4.1. – Il motivo riguarda le « statuizioni accessorie alla restituzione, riguardanti, da un lato, il diritto della banca a vedersi restituite tutte le cedole riscosse dalle investitrice e, dall’altro, la determinazione della somma da quest’ultima richiesta a titolo di risarcimento del danno » e si fonda – sotto il primo profilo – sulla erronea valorizzazione della buona fede della sig. COGNOME accipiens ) agli effetti del rigetto della domanda restitutoria della banca relativa a tutte le cedole riscosse.
4.1.1. – La Corte di merito ha confermato la correttezza della statuizione di primo grado osservando che, in relazione al diritto della banca a vedersi restituire tutte le cedole riscosse dalle investitrice, il Tribunale aveva correttamente deciso, in quanto, in relazione ai « frutti », aveva disposto la decorrenza dei medesimi a favore dell’investitrice dal pagamento del capitale investito in virtù della malafede della banca, mentre aveva posticipato quella dei « frutti » – intesi come le cedole pagate dalla banca e riscosse dalla sig. COGNOME a favore della banca, dalla data in cui l’investitrice aveva formalmente messo in mora quest’ultima, dando prova di conoscere la nullità del negozio e di avere quindi consapevolezza del vizio sottostante alla loro ricezione; così facendo il Tribunale aveva compiuto « una corretta applicazione del principio di cui all’art. 1148 c.c., che disciplina la tutela del possessore in buona fede in senso oggettivo in quanto ha rilevato l’insussistenza di quest’ultima nel momento in cui l’investitrice è venuta a conoscenza del vizi o», dunque aveva correttamente escluso il
diritto della banca alla restituzione della cedola incassata nel 2001 poiché la messa in mora in questione era del 2007.
4.1.2. – Il motivo sotto questo profilo è fondato perché la Corte d’appello – come già il Tribunale – ha compiuto un’applicazione concettualmente errata dell’art. 2033 c.c. ove ha dato decisivo rilievo allo stato soggettivo dell’investitore quale accipiens a proposito del diritto dell’intermediario alla restituzione delle cedole.
In proposito va richiamato un recente arresto cui è pervenuta questa Corte in materia con la sentenza n. 423/2025: essendo chiamata a pronunciarsi sulla questione « Se, in caso di caducazione contrattuale, trovi limitazione l’applicazione dell’istituto della ripetizione dell’indebito, di cui agli artt. 2033 ss. c.c., quanto alla rilevanza dello stato di buona o mala fede rispetto a parti contraenti che, in forza del contratto, avevano entrambe pieno diritto alla prestazione ricevuta, onde debba escludersi la rilevanza dello stato psicologico dell’ accipiens , ai fini della determinazione dell’obbligo restitutorio, che invece – secondo la ratio del rimedio negoziale (nella specie, risoluzione) -dovrebbe decorrere ragionevolmente dall’avvenuta esecuzione della prestazione », questa Corte ha affermato alcuni principi sulla natura delle obbligazioni restitutorie che sorgono per effetto della risoluzione del contratto di investimento finanziario, soluzioni che, mutatis mutandis , vanno compatibilmente applicate anche ove si discuta, come nell’odierno caso, non di obbligazione restitutorie all’esito di pronuncia di risoluzione di detto contratto, ma di ripetizione di prestazioni indebite in quanto prive ab origine di causa per effetto della nullità del medesimo.

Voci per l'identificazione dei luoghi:

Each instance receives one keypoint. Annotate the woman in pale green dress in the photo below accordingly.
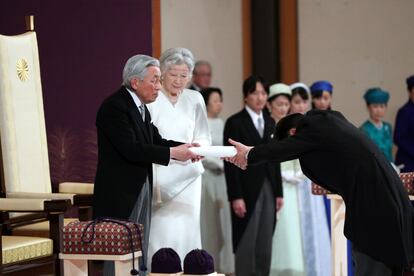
(287, 254)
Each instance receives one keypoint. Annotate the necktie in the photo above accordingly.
(142, 111)
(260, 126)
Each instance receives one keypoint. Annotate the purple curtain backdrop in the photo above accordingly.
(83, 46)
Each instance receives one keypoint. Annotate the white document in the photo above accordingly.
(215, 151)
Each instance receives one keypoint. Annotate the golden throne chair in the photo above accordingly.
(24, 160)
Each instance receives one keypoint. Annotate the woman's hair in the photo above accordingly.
(207, 92)
(176, 56)
(249, 85)
(301, 92)
(286, 124)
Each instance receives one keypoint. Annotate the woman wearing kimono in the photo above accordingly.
(378, 130)
(179, 114)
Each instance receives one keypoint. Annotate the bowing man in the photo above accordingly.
(341, 158)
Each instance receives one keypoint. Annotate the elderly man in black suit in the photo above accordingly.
(128, 145)
(340, 158)
(255, 194)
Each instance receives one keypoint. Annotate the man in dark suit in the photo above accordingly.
(128, 145)
(256, 193)
(339, 157)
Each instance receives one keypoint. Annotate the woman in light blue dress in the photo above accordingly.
(287, 253)
(378, 130)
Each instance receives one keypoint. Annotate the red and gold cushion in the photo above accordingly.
(104, 238)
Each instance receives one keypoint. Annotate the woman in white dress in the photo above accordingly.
(287, 254)
(179, 114)
(314, 225)
(216, 235)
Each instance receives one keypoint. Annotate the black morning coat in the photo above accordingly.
(248, 184)
(127, 147)
(342, 159)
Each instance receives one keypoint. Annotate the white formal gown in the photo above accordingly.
(215, 208)
(176, 219)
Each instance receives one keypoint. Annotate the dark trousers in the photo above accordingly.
(254, 251)
(364, 265)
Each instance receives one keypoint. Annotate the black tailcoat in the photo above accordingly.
(342, 159)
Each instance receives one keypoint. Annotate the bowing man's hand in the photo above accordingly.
(240, 159)
(182, 153)
(199, 157)
(239, 207)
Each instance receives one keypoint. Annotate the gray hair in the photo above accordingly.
(137, 66)
(176, 56)
(200, 63)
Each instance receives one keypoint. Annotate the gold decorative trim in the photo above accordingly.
(22, 69)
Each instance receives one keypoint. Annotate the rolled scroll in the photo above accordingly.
(215, 151)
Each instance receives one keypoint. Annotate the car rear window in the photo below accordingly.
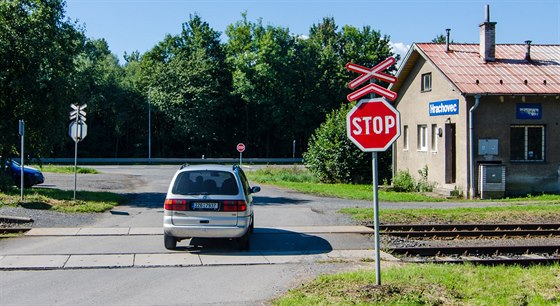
(205, 182)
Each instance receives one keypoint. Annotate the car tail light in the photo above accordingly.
(175, 204)
(235, 206)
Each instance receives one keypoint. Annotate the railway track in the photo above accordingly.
(516, 252)
(470, 230)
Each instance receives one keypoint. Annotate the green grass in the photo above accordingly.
(495, 214)
(62, 200)
(302, 180)
(65, 169)
(427, 284)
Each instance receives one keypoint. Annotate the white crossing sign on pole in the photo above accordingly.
(77, 130)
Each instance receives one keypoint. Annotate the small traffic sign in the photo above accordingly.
(366, 74)
(77, 130)
(375, 72)
(240, 147)
(373, 125)
(372, 88)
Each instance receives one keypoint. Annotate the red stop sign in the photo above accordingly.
(373, 125)
(240, 147)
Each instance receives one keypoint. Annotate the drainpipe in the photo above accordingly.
(471, 146)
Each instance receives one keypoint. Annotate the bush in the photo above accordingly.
(423, 185)
(332, 157)
(6, 181)
(403, 182)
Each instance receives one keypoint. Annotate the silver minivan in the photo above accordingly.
(209, 201)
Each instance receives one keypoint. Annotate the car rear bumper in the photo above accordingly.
(205, 231)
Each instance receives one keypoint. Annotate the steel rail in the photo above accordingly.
(11, 230)
(476, 250)
(450, 227)
(487, 261)
(473, 233)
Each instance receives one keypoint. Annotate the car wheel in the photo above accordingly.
(170, 242)
(243, 242)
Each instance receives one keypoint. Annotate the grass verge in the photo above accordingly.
(65, 169)
(301, 180)
(428, 284)
(62, 200)
(494, 214)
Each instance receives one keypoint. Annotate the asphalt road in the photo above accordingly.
(205, 284)
(219, 278)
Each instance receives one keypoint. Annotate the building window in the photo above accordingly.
(422, 137)
(527, 142)
(405, 137)
(434, 137)
(426, 82)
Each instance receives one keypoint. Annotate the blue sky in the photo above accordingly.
(130, 25)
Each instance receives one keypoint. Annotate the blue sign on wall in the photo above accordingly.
(529, 111)
(441, 108)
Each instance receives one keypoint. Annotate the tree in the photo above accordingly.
(115, 106)
(37, 51)
(264, 77)
(188, 83)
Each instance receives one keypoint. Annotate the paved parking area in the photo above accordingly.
(104, 257)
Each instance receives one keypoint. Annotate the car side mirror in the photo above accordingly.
(255, 189)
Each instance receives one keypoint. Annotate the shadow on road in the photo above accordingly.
(262, 201)
(145, 200)
(270, 240)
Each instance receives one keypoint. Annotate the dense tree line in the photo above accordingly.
(207, 90)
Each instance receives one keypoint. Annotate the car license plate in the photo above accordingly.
(205, 206)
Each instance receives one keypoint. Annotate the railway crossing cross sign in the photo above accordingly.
(366, 74)
(373, 125)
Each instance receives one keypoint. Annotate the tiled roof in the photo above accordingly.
(509, 74)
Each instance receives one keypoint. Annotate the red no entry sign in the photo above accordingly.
(373, 125)
(240, 147)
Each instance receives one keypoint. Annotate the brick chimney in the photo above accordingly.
(488, 38)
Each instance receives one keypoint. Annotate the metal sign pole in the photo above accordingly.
(76, 154)
(22, 172)
(376, 219)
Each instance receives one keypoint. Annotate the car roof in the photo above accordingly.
(215, 167)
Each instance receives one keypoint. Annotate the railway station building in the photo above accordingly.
(483, 118)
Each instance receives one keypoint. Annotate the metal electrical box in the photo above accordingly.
(492, 181)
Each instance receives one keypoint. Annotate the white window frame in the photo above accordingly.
(422, 137)
(426, 82)
(526, 153)
(434, 140)
(405, 137)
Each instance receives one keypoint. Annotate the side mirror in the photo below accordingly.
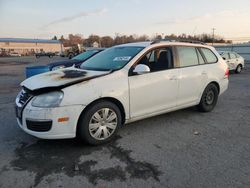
(141, 69)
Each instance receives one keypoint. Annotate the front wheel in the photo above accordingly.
(99, 123)
(209, 98)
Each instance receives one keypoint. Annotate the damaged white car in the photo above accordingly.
(120, 85)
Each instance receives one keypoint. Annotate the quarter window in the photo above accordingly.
(209, 55)
(187, 56)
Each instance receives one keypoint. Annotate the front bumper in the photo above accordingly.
(58, 130)
(223, 85)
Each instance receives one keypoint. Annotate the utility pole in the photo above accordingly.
(213, 35)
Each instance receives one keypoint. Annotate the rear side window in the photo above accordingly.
(233, 56)
(187, 56)
(237, 55)
(209, 55)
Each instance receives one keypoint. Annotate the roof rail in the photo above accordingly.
(178, 40)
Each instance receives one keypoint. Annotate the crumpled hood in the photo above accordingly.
(60, 78)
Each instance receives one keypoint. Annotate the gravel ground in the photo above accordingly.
(179, 149)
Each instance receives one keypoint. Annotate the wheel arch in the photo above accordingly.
(110, 99)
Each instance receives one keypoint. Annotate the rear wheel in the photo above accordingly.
(209, 98)
(238, 69)
(100, 123)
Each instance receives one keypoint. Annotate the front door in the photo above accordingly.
(155, 91)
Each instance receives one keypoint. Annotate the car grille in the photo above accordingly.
(21, 101)
(39, 126)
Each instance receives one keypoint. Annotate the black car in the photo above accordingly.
(76, 61)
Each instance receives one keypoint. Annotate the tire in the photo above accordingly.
(100, 132)
(238, 69)
(209, 98)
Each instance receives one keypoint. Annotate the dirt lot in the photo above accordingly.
(180, 149)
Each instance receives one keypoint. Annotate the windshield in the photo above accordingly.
(111, 59)
(85, 55)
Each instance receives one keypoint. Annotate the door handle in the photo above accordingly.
(204, 73)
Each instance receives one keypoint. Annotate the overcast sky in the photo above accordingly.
(46, 18)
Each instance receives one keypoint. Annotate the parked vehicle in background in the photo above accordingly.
(235, 61)
(42, 54)
(76, 61)
(14, 54)
(120, 85)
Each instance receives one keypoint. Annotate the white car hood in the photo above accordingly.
(60, 78)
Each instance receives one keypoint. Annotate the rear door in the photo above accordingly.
(232, 61)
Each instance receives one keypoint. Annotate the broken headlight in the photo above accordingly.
(51, 99)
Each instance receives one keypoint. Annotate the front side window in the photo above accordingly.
(209, 55)
(111, 59)
(187, 56)
(158, 59)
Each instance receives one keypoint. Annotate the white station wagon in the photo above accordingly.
(120, 85)
(234, 61)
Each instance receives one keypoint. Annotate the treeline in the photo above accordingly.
(108, 41)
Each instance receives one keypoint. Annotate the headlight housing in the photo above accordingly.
(58, 67)
(51, 99)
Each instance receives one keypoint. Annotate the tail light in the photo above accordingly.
(226, 73)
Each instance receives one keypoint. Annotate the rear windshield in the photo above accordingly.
(111, 59)
(85, 55)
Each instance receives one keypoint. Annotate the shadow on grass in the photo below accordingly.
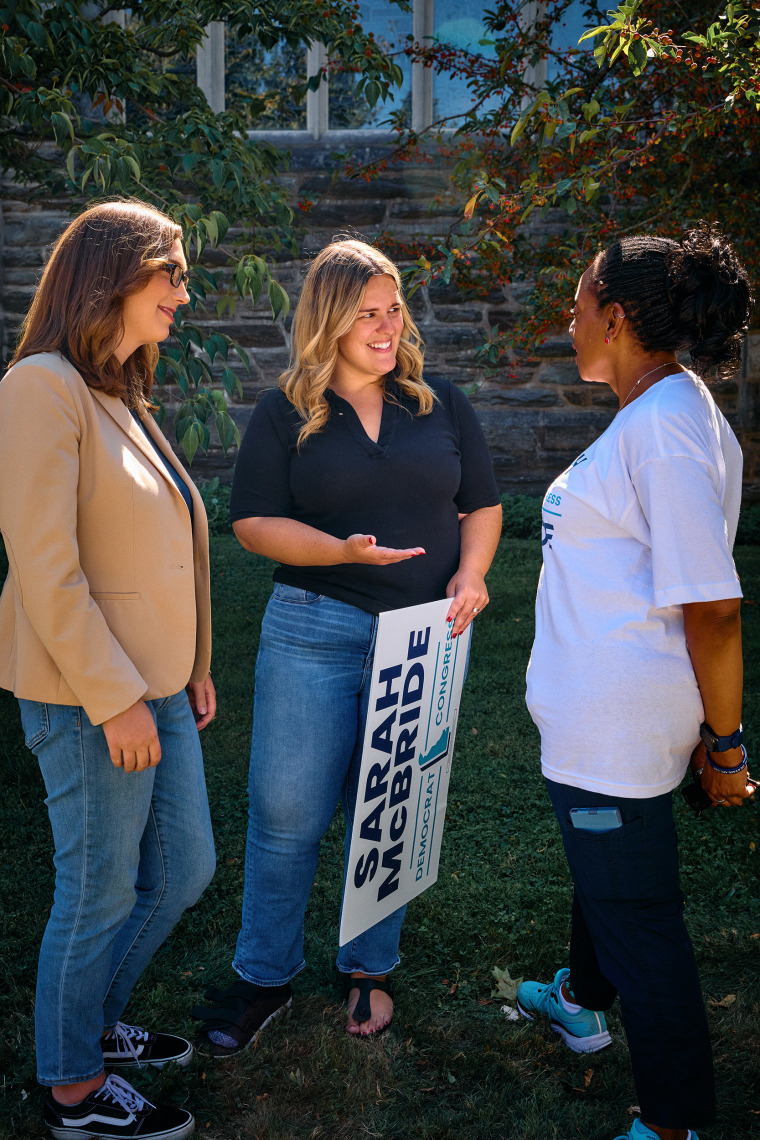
(451, 1067)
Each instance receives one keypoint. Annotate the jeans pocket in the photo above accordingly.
(35, 722)
(294, 595)
(630, 862)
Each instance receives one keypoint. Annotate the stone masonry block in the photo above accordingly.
(354, 188)
(458, 314)
(560, 372)
(346, 213)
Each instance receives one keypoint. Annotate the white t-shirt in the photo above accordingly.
(643, 521)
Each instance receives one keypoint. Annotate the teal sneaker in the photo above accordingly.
(639, 1131)
(585, 1032)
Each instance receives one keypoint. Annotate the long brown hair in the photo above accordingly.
(104, 255)
(327, 309)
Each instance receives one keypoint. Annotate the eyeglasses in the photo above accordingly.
(177, 275)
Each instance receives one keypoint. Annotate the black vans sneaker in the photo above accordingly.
(238, 1016)
(115, 1112)
(129, 1044)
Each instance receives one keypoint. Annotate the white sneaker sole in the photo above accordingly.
(129, 1061)
(590, 1044)
(70, 1133)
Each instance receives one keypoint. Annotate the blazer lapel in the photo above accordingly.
(119, 412)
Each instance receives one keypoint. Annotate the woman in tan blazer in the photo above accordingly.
(105, 638)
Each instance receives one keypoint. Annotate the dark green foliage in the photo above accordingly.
(522, 516)
(749, 526)
(215, 498)
(451, 1067)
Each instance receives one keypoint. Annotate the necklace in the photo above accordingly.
(639, 381)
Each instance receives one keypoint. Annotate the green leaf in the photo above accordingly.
(637, 56)
(191, 440)
(230, 383)
(227, 430)
(62, 128)
(517, 130)
(221, 224)
(593, 32)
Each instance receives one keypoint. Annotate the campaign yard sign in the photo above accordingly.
(411, 724)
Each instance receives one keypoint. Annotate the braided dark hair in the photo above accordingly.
(692, 294)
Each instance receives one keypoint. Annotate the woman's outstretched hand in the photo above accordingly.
(203, 701)
(132, 739)
(724, 790)
(365, 548)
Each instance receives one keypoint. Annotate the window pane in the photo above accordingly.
(259, 83)
(460, 25)
(348, 111)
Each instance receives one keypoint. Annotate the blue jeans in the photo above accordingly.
(132, 852)
(629, 938)
(309, 711)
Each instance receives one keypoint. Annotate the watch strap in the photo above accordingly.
(716, 743)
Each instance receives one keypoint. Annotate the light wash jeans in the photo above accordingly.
(132, 852)
(310, 705)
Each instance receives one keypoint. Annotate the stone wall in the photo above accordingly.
(537, 414)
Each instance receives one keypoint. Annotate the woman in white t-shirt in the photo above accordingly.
(638, 654)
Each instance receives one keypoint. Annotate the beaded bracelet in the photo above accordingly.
(729, 772)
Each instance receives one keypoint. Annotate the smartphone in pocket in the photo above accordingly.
(596, 819)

◆ **Istruzione scritta**: Riporta il passo del documento tra "4.1.2. – Il" e "restituzione delle cedole.", estremi inclusi, sostituendo "concettualmente errata" con "giuridicamente scorretta".

◆ **Risposta finale**:
4.1.2. – Il motivo sotto questo profilo è fondato perché la Corte d’appello – come già il Tribunale – ha compiuto un’applicazione giuridicamente scorretta dell’art. 2033 c.c. ove ha dato decisivo rilievo allo stato soggettivo dell’investitore quale accipiens a proposito del diritto dell’intermediario alla restituzione delle cedole.